(Data supplied begins)

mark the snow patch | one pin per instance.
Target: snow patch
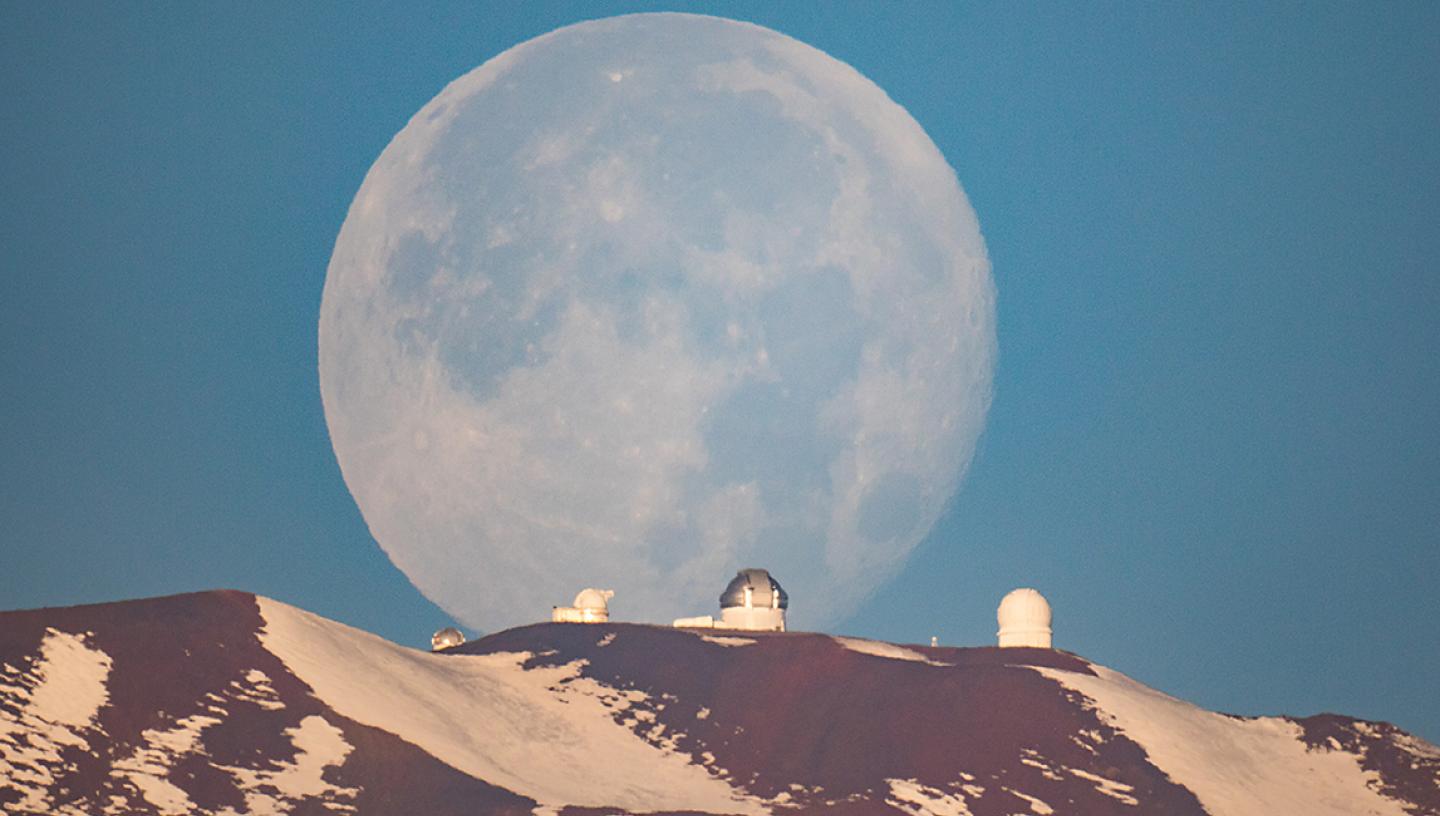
(1036, 806)
(1234, 766)
(318, 746)
(46, 708)
(149, 766)
(1108, 786)
(545, 733)
(882, 649)
(723, 641)
(909, 796)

(Data supplied ends)

The task: What belongs in the answer is each line above, reproduced exactly, and no picture.

Output below:
mark the snow patch | one pin per instance.
Target: snow patch
(1036, 806)
(1234, 766)
(318, 746)
(46, 708)
(149, 766)
(1108, 786)
(545, 733)
(882, 649)
(723, 641)
(909, 796)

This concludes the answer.